La récente publication de la "Lettre à tous ceux qui aiment l'école", le livre envoyé par le ministre de l'Education Nationale, Luc Ferry, aux 800.000 enseignants français, a pour principal mérite de lancer un vaste et nécessaire débat sur l'avenir de l'Education nationale. La somme des problèmes et difficultés rencontrés par le monde scolaire est si impressionnante qu'elle rappelle aux responsables politiques que l'avenir de notre pays s'écrit d'abord sur les bancs de l'école. Je regrette cependant le peu de place accordé aux technologies de l'information et de la communication dans ce débat. La réussite de l'école du 21ème siècle me semble, pourtant, étroitement liée à ces nouvelles technologies..

# # # # # # #

== CONSIGNE 1 ==
Dans le texte sur la lettre de Luc Ferry, à combien d'enseignants le livre du ministre a-t-il été envoyé ?
== CONSIGNE 2 ==
Prolongez le texte sur la lettre de Luc Ferry à partir de sa dernière phrase.
Les lignes ci-dessous n'interviennent pas dans ce travail.

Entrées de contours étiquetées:
# # # # # # #

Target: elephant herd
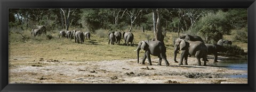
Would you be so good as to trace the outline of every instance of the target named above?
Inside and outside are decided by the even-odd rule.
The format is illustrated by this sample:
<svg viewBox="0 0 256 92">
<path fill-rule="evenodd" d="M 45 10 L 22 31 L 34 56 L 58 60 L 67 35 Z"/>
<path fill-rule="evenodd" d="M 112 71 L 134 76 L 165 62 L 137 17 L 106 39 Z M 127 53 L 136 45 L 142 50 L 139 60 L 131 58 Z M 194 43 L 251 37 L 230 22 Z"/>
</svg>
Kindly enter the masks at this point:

# # # # # # #

== RÉPONSE ATTENDUE 1 ==
Aux 800.000 enseignants français.

== RÉPONSE ATTENDUE 2 ==
Je ne souhaite nullement remettre en question les priorités annoncées par le gouvernement pour restaurer l'autorité à l'école ou lutter davantage contre l'illettrisme, et l'annonce récente, par Xavier Darcos, le ministre délégué à l'enseignement scolaire, d'un nouveau train de mesures pour développer l'usage des TIC à l'école va dans le bon sens. Mais l'absence d'une profonde réflexion sur les conséquences des technologies de l'information et de la communication sur le mode de fonctionnement de l'Education nationale comme sur les enseignements quotidiens dispensés aux élèves, porte les germes d'une grave fracture pour notre société.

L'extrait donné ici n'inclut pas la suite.